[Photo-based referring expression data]

┏━━

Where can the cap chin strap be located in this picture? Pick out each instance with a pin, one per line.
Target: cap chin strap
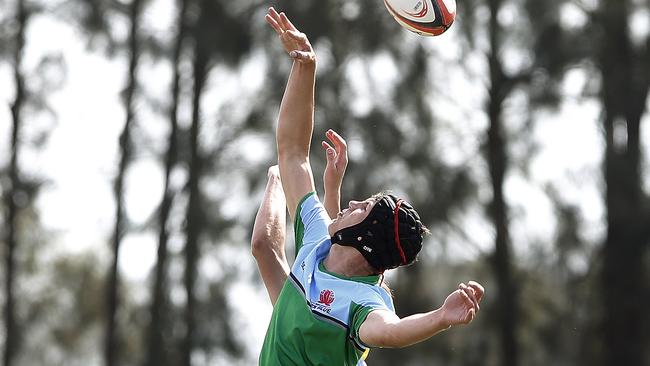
(396, 229)
(373, 239)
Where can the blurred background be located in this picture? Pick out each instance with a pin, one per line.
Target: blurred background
(135, 137)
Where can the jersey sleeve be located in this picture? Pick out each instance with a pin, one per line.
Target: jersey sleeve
(379, 301)
(311, 222)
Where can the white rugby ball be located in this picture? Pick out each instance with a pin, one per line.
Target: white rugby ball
(424, 17)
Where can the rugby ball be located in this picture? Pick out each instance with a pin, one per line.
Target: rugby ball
(424, 17)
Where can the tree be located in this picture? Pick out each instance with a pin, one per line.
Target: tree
(156, 350)
(14, 192)
(111, 352)
(624, 94)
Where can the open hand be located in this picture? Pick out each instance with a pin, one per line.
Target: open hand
(337, 160)
(295, 42)
(461, 306)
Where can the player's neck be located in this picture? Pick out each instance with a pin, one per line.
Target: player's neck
(346, 261)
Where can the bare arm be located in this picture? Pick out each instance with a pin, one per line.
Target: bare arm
(269, 230)
(337, 161)
(383, 328)
(296, 117)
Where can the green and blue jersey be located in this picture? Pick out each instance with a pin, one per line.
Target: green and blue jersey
(317, 316)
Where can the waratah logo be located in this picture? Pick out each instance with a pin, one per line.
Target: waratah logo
(326, 297)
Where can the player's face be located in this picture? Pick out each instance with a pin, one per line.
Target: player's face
(355, 213)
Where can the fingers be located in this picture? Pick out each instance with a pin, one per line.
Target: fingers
(331, 153)
(478, 289)
(274, 171)
(301, 56)
(273, 18)
(280, 22)
(469, 291)
(337, 140)
(286, 22)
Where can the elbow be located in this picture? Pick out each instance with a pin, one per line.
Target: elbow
(259, 244)
(390, 338)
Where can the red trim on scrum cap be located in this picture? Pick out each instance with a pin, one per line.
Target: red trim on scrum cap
(397, 242)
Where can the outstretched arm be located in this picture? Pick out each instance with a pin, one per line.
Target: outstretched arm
(296, 117)
(383, 328)
(269, 230)
(337, 161)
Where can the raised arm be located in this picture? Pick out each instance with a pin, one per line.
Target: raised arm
(383, 328)
(296, 117)
(337, 161)
(269, 231)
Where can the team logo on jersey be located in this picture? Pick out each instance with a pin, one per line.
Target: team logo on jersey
(326, 297)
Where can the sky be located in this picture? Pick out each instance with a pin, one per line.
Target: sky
(79, 159)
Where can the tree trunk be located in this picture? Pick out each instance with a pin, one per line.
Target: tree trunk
(11, 343)
(497, 162)
(193, 224)
(156, 353)
(111, 352)
(625, 90)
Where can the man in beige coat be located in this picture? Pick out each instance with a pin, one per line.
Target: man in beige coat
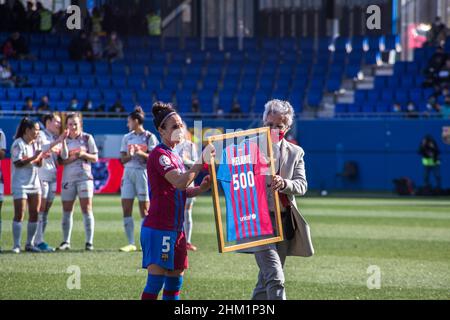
(289, 181)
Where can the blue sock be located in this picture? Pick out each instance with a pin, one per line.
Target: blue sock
(153, 287)
(172, 288)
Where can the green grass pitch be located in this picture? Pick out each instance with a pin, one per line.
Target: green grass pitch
(408, 239)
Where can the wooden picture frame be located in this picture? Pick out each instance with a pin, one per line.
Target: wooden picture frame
(216, 201)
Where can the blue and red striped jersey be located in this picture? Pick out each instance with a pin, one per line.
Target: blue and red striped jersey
(242, 174)
(167, 203)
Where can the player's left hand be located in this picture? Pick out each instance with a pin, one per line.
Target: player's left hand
(206, 183)
(277, 183)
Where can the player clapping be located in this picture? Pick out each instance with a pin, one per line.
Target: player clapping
(26, 157)
(78, 152)
(134, 151)
(50, 139)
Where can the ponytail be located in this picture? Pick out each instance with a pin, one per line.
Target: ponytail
(25, 123)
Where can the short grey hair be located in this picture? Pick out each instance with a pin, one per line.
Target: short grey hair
(280, 107)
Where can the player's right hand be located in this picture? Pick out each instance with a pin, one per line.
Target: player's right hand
(208, 153)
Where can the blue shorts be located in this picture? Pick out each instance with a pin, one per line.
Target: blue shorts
(166, 249)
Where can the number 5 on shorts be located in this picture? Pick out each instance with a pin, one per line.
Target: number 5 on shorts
(166, 244)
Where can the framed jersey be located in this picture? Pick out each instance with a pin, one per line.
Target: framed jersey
(247, 211)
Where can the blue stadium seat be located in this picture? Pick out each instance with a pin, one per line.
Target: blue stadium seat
(324, 44)
(360, 96)
(46, 54)
(40, 92)
(367, 108)
(54, 94)
(88, 82)
(101, 68)
(373, 95)
(314, 98)
(39, 67)
(138, 69)
(341, 43)
(60, 81)
(354, 108)
(84, 68)
(144, 95)
(165, 95)
(288, 44)
(73, 81)
(34, 80)
(374, 43)
(341, 108)
(3, 93)
(352, 70)
(95, 95)
(333, 84)
(358, 43)
(104, 81)
(14, 94)
(401, 96)
(306, 44)
(47, 80)
(391, 41)
(387, 96)
(126, 95)
(82, 94)
(61, 55)
(9, 105)
(380, 82)
(372, 57)
(68, 94)
(25, 93)
(26, 66)
(109, 95)
(415, 94)
(118, 82)
(382, 107)
(153, 82)
(135, 83)
(118, 69)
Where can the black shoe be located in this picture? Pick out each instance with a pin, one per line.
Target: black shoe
(63, 246)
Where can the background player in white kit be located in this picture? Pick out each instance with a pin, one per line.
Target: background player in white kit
(26, 156)
(50, 140)
(2, 186)
(135, 148)
(188, 152)
(78, 152)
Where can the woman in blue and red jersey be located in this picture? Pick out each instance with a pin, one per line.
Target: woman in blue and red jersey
(162, 236)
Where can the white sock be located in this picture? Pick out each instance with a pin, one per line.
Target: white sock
(89, 224)
(67, 223)
(128, 224)
(17, 233)
(188, 225)
(42, 223)
(31, 232)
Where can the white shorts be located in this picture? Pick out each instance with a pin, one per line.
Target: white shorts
(83, 189)
(134, 184)
(22, 193)
(48, 190)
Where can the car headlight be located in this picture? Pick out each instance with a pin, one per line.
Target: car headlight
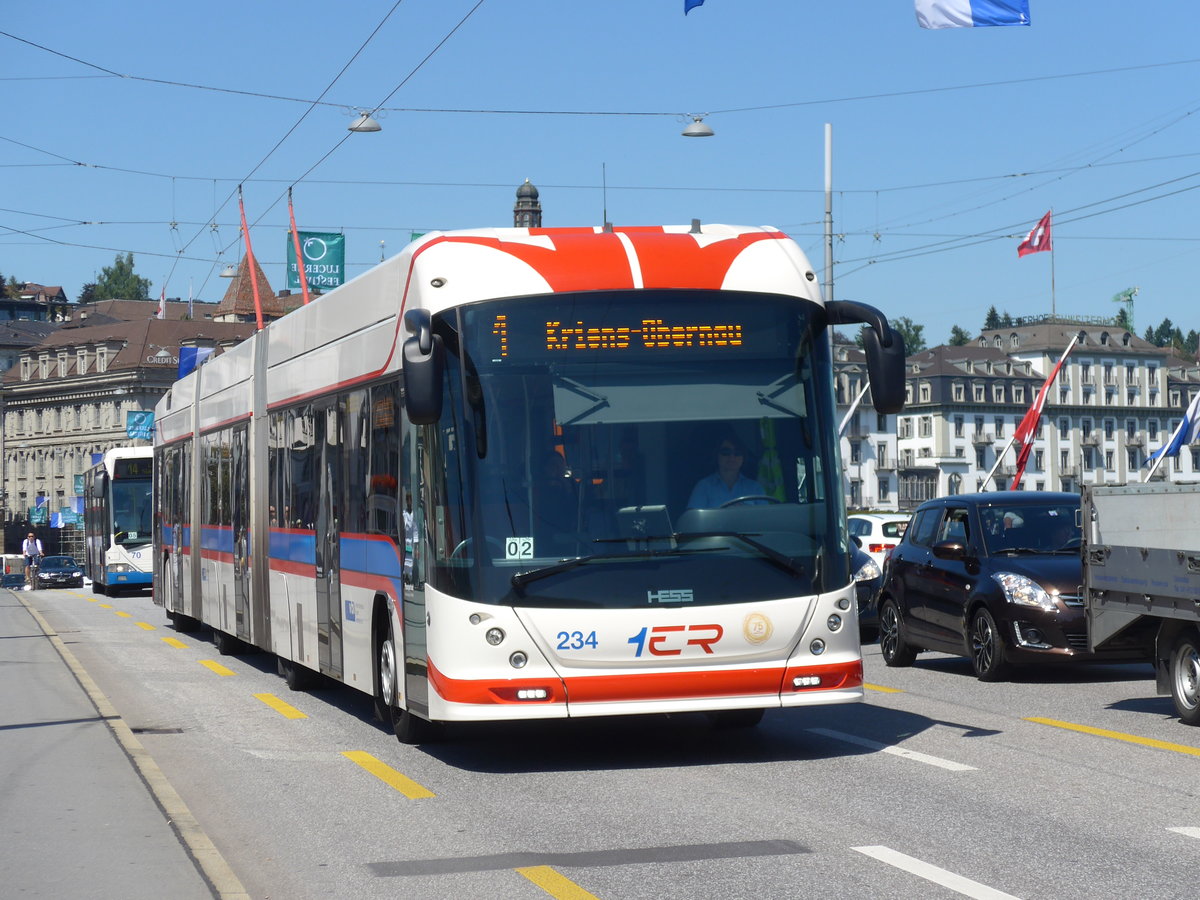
(1024, 591)
(868, 571)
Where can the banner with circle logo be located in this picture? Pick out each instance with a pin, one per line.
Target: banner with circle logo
(324, 261)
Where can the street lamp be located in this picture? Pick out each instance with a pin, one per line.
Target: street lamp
(364, 123)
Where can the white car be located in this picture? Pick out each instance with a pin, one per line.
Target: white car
(879, 532)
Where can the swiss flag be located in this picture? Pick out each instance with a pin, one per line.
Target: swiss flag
(1038, 239)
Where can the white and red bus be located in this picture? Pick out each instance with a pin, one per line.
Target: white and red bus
(463, 481)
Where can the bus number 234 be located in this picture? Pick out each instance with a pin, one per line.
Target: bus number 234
(667, 640)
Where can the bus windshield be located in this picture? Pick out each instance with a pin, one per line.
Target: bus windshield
(132, 510)
(678, 444)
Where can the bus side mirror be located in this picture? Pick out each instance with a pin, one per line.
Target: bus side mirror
(885, 366)
(424, 360)
(885, 352)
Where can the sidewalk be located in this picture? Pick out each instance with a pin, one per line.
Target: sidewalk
(84, 813)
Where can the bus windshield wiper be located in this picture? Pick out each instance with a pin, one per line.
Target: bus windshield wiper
(768, 552)
(521, 579)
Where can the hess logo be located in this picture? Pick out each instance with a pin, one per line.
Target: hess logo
(671, 640)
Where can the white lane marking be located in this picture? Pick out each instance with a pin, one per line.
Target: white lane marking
(895, 750)
(931, 873)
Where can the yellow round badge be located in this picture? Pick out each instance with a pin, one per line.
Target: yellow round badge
(756, 628)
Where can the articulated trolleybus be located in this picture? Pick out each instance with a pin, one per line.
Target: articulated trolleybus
(118, 520)
(472, 481)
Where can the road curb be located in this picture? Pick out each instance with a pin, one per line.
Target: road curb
(211, 865)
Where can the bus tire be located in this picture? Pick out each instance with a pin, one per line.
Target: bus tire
(408, 729)
(1185, 673)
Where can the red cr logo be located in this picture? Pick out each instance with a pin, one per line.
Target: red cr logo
(665, 640)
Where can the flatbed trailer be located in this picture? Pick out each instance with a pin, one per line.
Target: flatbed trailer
(1141, 580)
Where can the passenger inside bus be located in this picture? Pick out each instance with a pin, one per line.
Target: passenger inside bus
(727, 483)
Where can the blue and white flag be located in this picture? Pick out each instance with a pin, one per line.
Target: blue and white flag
(972, 13)
(191, 357)
(1183, 435)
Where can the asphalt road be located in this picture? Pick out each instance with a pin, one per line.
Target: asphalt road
(1060, 784)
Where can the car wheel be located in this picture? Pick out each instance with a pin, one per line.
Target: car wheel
(987, 647)
(1186, 678)
(893, 647)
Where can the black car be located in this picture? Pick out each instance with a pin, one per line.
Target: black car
(868, 580)
(996, 577)
(59, 573)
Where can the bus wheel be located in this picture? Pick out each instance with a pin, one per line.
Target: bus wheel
(408, 729)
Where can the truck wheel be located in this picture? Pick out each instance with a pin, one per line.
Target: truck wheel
(894, 649)
(987, 647)
(1186, 678)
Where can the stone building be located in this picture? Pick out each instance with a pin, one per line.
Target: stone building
(71, 395)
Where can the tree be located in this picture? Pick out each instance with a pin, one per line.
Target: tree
(912, 334)
(119, 282)
(959, 336)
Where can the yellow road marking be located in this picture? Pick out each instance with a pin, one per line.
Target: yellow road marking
(389, 775)
(1117, 736)
(555, 885)
(286, 709)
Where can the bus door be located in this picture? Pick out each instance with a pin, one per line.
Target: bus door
(328, 535)
(240, 522)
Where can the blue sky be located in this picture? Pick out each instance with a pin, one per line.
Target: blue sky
(947, 145)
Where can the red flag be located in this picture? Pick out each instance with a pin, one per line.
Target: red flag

┗━━

* [WHAT YOU SHOULD DO]: For this exercise, please output exactly the lines above starting at the line with "Target: ponytail" and ending at the line with "Where can the blue stadium", ends included.

* [ANSWER BELOW]:
Target: ponytail
(25, 123)
Where can the short grey hair be located in this picture? Pick out each instance with a pin, one per line.
Target: short grey hair
(280, 107)
Where can the player's right hand be located in this picture? Pick out each instance with a pin, one per line.
Target: player's right hand
(208, 153)
Where can the blue shorts be located in this picture? Pick out each instance with a pin, one per line.
Target: blue shorts
(166, 249)
Where can the number 5 on shorts be located in this picture? Pick out each instance with a pin, one per line.
Target: number 5 on shorts
(166, 244)
Where can the framed jersey be located in this picture? Pick out each instance with a pin, one per line.
Target: framed jersey
(247, 211)
Where can the blue stadium seat be located in this picture? Pick out each instance with a pin, one per line.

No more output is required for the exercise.